What to produce
Write out the lines from the line containing "point: the khaki" through the final line of the listing below, exactly, omitting every other line.

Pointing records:

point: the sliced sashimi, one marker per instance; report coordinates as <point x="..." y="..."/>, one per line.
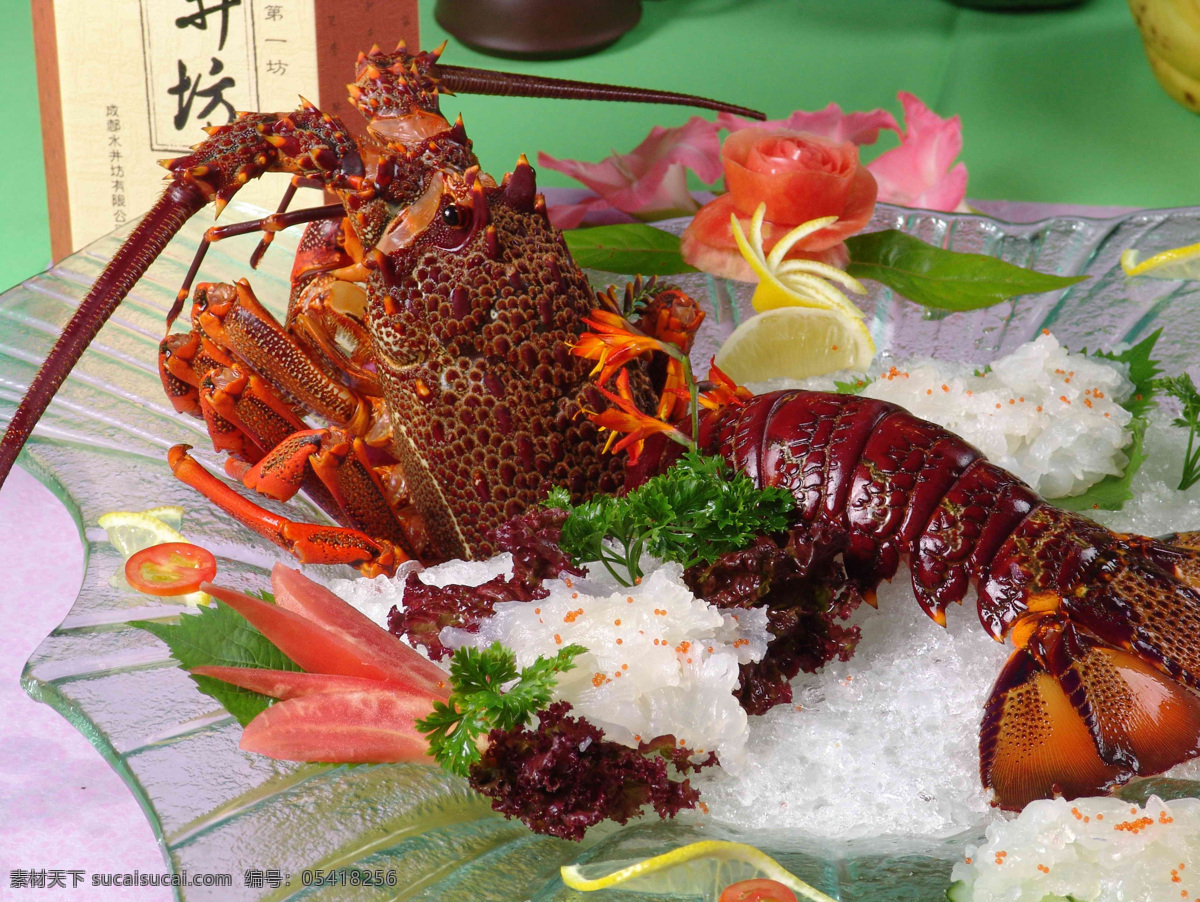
<point x="373" y="726"/>
<point x="297" y="593"/>
<point x="304" y="641"/>
<point x="293" y="684"/>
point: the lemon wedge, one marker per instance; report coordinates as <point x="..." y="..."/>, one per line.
<point x="795" y="343"/>
<point x="702" y="869"/>
<point x="131" y="531"/>
<point x="799" y="283"/>
<point x="1181" y="263"/>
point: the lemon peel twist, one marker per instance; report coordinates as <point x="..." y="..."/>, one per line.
<point x="804" y="283"/>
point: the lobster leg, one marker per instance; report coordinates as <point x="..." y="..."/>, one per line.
<point x="340" y="465"/>
<point x="234" y="318"/>
<point x="305" y="143"/>
<point x="269" y="224"/>
<point x="311" y="543"/>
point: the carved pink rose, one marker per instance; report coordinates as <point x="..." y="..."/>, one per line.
<point x="799" y="176"/>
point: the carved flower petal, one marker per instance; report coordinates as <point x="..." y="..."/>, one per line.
<point x="919" y="173"/>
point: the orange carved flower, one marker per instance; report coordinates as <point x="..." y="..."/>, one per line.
<point x="624" y="418"/>
<point x="613" y="343"/>
<point x="721" y="391"/>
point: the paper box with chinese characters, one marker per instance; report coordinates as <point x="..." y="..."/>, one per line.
<point x="125" y="83"/>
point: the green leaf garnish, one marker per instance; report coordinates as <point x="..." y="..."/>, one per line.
<point x="1111" y="492"/>
<point x="945" y="280"/>
<point x="631" y="248"/>
<point x="1185" y="391"/>
<point x="478" y="702"/>
<point x="1143" y="372"/>
<point x="221" y="636"/>
<point x="855" y="388"/>
<point x="694" y="512"/>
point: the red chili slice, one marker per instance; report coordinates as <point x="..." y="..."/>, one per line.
<point x="760" y="890"/>
<point x="171" y="569"/>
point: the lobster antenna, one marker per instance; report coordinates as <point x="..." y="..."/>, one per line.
<point x="463" y="79"/>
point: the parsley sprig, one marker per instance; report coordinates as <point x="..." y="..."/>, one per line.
<point x="1182" y="389"/>
<point x="694" y="512"/>
<point x="479" y="702"/>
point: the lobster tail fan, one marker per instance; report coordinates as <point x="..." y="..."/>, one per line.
<point x="1033" y="744"/>
<point x="179" y="202"/>
<point x="463" y="79"/>
<point x="1139" y="717"/>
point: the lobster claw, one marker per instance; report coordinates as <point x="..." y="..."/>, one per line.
<point x="1073" y="716"/>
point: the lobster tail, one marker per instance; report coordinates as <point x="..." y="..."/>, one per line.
<point x="463" y="79"/>
<point x="166" y="217"/>
<point x="1102" y="685"/>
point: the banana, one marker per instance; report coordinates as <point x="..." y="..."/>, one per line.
<point x="1170" y="31"/>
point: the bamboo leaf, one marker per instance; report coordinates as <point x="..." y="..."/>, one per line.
<point x="631" y="250"/>
<point x="945" y="280"/>
<point x="221" y="636"/>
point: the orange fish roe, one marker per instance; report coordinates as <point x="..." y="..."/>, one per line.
<point x="1134" y="827"/>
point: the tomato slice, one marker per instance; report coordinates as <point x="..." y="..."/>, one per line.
<point x="759" y="890"/>
<point x="171" y="569"/>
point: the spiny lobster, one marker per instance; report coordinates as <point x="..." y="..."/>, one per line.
<point x="432" y="318"/>
<point x="429" y="323"/>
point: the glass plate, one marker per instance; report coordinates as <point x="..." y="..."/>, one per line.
<point x="102" y="446"/>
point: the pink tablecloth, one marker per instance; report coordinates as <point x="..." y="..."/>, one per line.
<point x="61" y="806"/>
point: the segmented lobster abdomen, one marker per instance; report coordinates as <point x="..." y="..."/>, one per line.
<point x="875" y="483"/>
<point x="1105" y="626"/>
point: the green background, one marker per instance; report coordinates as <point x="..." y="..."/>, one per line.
<point x="1056" y="107"/>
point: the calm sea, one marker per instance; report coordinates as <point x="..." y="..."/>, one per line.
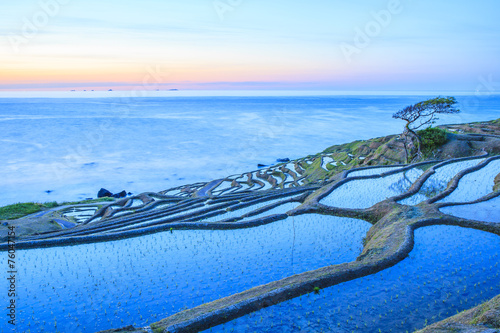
<point x="61" y="149"/>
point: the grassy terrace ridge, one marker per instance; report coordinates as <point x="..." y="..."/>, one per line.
<point x="388" y="241"/>
<point x="18" y="210"/>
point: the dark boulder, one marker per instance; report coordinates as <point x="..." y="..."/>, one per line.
<point x="104" y="193"/>
<point x="122" y="194"/>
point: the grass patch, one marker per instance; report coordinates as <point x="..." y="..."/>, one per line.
<point x="15" y="211"/>
<point x="18" y="210"/>
<point x="432" y="138"/>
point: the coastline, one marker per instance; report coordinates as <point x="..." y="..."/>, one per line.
<point x="393" y="230"/>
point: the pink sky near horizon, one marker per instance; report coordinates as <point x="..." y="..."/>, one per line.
<point x="254" y="45"/>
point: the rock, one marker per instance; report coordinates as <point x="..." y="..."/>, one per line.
<point x="104" y="193"/>
<point x="122" y="194"/>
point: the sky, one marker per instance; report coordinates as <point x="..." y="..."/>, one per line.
<point x="368" y="45"/>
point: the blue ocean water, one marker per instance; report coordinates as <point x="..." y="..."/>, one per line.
<point x="68" y="148"/>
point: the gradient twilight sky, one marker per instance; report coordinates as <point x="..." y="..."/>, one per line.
<point x="249" y="44"/>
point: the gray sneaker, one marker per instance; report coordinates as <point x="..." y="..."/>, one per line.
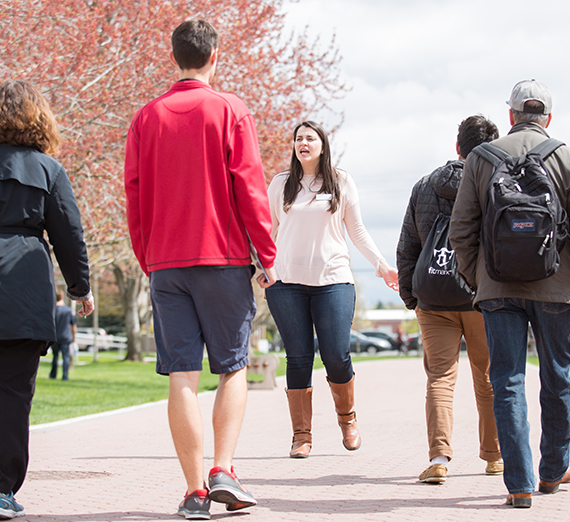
<point x="195" y="506"/>
<point x="9" y="508"/>
<point x="225" y="488"/>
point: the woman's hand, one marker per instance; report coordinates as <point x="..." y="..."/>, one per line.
<point x="87" y="308"/>
<point x="263" y="282"/>
<point x="389" y="274"/>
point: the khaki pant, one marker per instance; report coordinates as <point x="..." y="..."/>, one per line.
<point x="441" y="337"/>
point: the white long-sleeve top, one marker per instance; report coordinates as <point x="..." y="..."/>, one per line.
<point x="311" y="244"/>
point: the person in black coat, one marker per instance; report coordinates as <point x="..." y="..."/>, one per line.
<point x="442" y="327"/>
<point x="35" y="197"/>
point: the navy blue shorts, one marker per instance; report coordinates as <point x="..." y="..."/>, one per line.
<point x="200" y="305"/>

Problem solution
point: the khaki pant, one marker per instance; report coordinates as <point x="..." y="..."/>, one per line.
<point x="441" y="337"/>
point: the white long-sleeve top, one marker per instance; report coordinates as <point x="..." y="..."/>, one per line.
<point x="311" y="244"/>
point: the person in black coat, one marker per instance; report coordinates as <point x="..." y="..."/>, one per line.
<point x="442" y="327"/>
<point x="35" y="197"/>
point: the navy blue shorts, one marker per instance; report coordinates as <point x="..." y="..."/>, one per line.
<point x="200" y="305"/>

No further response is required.